*Stated goal*: Locate every line in the items below that contains the word "side", and copy each of those lines. Match the case exactly.

*Data rows*:

+++

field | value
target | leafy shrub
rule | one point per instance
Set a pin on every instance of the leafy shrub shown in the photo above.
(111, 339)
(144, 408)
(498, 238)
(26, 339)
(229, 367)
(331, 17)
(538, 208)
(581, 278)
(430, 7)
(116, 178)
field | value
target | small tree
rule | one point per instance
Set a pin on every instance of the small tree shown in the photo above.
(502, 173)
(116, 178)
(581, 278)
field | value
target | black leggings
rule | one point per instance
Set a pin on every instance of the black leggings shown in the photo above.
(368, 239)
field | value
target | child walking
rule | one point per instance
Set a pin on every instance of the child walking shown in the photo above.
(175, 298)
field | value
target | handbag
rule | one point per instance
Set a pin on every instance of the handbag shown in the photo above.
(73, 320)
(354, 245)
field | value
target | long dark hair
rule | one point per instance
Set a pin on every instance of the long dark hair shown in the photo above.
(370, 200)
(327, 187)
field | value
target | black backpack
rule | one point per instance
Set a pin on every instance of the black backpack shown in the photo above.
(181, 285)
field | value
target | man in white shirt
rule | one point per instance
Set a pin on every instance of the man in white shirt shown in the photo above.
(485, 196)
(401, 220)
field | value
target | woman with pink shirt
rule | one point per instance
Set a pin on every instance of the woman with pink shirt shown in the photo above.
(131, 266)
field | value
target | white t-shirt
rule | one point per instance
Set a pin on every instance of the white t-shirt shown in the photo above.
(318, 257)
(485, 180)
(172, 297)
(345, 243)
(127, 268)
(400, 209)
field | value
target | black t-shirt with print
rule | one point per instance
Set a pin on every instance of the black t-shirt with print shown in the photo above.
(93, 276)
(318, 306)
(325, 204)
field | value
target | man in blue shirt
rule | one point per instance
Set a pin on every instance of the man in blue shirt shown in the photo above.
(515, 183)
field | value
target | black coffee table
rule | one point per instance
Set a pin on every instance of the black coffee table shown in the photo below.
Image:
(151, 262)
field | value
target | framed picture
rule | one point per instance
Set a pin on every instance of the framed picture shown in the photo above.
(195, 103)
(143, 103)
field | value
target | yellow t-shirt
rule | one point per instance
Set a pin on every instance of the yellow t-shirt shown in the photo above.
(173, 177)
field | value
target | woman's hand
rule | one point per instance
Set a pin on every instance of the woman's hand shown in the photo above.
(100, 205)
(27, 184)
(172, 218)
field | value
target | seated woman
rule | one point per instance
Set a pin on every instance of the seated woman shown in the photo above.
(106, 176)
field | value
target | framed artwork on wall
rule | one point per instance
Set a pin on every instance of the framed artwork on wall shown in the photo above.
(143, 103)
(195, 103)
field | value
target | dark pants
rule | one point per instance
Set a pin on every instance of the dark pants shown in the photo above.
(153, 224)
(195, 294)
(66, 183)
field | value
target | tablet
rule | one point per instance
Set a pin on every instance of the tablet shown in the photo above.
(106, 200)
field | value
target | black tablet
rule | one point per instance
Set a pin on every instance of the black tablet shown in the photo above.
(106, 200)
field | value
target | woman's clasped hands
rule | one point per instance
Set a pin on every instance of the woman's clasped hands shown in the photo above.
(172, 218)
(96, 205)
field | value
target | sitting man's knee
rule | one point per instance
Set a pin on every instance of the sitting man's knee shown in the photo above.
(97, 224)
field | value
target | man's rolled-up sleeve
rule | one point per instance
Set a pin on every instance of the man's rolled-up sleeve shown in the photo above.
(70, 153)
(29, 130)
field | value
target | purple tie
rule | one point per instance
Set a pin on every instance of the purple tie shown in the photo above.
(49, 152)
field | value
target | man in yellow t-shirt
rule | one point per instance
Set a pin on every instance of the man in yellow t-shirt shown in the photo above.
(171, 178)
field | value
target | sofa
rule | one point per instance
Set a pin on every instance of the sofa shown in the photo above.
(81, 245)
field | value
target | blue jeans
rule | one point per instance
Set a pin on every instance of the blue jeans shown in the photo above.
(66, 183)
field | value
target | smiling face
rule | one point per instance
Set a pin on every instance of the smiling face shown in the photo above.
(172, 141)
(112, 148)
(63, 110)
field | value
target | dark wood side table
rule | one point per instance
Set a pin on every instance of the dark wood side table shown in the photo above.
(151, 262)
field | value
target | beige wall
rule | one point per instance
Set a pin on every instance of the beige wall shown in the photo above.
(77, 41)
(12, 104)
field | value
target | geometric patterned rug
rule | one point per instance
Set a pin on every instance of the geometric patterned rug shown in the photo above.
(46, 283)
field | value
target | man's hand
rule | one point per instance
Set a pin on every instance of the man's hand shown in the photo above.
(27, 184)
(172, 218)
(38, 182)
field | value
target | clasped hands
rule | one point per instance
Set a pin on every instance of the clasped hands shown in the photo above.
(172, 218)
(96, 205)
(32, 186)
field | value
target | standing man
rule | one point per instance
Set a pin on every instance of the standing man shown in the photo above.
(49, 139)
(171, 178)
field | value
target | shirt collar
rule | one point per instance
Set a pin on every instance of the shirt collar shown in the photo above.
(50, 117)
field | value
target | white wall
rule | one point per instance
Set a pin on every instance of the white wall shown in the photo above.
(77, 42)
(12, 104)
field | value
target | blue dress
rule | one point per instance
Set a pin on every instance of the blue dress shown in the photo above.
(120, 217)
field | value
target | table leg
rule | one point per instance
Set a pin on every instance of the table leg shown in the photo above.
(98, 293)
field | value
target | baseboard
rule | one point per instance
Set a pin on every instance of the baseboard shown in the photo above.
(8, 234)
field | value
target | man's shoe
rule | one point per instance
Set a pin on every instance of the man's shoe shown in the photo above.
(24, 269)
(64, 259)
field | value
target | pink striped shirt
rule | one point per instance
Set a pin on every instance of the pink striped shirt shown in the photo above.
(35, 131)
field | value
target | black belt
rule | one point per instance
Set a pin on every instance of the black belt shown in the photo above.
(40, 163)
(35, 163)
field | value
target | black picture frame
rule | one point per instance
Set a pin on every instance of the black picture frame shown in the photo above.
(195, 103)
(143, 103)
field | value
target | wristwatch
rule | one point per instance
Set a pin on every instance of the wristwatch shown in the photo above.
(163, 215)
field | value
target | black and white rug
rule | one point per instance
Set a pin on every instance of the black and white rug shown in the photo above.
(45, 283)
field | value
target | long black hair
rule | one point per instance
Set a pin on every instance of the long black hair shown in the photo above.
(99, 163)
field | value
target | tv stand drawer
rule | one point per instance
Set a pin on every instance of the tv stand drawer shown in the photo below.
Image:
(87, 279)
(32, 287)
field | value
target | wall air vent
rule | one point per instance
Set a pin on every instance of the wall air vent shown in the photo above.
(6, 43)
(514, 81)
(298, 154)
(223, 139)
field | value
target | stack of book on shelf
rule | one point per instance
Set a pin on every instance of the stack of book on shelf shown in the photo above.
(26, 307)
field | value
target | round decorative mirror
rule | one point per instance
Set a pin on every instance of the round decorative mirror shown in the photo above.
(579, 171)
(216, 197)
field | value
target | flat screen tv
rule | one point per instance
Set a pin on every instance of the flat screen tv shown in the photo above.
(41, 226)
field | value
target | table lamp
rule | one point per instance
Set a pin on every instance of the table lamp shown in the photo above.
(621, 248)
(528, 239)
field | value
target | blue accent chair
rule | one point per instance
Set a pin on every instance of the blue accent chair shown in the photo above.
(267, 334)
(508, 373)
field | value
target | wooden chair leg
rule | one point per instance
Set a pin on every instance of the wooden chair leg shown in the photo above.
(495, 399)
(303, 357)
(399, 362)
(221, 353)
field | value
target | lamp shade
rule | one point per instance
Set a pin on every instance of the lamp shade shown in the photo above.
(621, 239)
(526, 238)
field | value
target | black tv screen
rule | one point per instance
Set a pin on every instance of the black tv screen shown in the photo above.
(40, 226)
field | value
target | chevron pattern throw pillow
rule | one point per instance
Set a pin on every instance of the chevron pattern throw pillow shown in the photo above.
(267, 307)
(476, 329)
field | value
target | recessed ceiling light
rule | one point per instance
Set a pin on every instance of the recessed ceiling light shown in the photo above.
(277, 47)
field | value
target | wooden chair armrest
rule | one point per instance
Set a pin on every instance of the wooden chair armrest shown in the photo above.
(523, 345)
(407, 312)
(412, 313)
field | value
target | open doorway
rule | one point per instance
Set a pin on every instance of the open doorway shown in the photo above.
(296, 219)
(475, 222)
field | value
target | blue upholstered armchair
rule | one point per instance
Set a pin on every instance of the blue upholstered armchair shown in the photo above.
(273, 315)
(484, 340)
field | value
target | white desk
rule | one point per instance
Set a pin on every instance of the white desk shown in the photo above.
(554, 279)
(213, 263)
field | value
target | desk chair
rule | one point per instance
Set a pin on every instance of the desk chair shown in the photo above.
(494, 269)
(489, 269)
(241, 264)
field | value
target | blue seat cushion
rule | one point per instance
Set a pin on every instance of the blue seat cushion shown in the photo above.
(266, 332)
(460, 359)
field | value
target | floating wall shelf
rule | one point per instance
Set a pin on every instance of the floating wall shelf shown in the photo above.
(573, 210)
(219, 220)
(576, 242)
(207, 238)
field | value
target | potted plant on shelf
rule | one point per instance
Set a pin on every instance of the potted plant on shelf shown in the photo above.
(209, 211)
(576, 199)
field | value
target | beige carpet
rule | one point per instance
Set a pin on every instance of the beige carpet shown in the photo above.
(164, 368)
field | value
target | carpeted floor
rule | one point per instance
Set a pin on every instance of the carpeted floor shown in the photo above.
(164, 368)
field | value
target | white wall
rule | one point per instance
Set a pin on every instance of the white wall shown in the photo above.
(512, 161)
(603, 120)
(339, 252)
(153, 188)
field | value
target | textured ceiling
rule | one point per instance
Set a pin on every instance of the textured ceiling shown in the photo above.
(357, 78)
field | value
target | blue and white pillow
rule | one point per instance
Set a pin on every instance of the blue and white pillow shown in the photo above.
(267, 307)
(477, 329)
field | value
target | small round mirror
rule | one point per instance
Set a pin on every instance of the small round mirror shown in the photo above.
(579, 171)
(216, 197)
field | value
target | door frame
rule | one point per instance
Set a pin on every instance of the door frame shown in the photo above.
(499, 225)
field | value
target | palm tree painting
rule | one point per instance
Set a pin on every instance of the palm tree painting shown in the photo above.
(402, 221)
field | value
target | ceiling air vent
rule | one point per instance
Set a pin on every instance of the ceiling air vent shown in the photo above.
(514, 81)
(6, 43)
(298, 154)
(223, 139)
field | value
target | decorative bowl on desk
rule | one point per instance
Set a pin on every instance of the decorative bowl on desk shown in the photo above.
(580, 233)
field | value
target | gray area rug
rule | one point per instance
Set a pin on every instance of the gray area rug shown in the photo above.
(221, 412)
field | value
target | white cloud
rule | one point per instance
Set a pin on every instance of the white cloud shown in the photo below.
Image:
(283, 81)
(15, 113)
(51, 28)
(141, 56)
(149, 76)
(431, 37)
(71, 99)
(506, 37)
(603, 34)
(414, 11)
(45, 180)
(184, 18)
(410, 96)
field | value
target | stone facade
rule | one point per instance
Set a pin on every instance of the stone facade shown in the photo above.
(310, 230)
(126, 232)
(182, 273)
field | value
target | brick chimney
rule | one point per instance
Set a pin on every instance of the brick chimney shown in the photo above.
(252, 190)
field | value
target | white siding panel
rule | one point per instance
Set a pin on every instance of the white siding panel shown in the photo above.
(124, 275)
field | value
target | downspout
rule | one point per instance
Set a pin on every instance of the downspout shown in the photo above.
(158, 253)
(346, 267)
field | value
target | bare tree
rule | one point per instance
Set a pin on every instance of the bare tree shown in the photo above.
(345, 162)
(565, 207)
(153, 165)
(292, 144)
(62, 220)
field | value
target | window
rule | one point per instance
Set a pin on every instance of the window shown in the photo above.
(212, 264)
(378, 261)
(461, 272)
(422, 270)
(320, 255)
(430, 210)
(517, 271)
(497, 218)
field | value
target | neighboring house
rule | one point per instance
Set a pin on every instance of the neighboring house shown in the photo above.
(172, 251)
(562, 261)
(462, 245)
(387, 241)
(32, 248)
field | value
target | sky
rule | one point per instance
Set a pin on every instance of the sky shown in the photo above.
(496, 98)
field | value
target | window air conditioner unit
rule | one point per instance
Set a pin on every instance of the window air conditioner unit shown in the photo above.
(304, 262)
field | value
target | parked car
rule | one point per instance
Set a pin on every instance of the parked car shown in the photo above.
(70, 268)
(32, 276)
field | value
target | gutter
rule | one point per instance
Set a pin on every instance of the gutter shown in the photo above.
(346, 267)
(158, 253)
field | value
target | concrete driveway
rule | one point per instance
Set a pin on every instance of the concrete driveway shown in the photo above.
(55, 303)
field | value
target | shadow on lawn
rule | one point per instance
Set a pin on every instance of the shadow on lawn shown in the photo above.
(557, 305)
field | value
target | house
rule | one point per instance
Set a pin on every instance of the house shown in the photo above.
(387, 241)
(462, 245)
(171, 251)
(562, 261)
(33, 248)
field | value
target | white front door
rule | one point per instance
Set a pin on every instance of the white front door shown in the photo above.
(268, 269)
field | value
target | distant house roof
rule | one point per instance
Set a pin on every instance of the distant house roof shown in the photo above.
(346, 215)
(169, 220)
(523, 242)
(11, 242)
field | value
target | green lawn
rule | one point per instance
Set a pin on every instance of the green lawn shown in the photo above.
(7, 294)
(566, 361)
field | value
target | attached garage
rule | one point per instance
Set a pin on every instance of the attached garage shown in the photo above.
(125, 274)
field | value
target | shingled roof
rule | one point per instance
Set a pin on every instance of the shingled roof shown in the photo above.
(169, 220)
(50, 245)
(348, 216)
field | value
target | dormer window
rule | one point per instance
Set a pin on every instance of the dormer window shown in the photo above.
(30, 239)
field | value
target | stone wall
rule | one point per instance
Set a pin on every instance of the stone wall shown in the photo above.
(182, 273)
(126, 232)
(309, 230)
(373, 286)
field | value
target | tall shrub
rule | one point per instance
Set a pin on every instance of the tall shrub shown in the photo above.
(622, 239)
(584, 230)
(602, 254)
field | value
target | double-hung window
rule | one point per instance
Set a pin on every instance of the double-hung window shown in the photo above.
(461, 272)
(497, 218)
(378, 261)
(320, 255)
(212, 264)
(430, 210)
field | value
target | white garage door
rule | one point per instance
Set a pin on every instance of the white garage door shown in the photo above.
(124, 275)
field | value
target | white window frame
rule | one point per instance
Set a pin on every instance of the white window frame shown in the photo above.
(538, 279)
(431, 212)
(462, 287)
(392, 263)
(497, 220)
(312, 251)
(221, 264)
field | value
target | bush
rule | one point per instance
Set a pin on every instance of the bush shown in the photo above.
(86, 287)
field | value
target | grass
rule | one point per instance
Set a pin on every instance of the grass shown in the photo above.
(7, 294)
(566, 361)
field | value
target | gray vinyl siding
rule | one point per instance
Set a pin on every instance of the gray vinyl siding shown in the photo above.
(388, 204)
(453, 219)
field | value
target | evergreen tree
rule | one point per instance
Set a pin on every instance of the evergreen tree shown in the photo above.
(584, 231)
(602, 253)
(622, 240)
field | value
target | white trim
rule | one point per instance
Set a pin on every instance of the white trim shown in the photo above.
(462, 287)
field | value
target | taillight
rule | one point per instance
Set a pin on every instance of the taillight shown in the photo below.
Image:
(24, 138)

+++

*Solution to this exercise*:
target | dark wood side table
Set a pin on every instance of the dark wood side table shown in the photo above.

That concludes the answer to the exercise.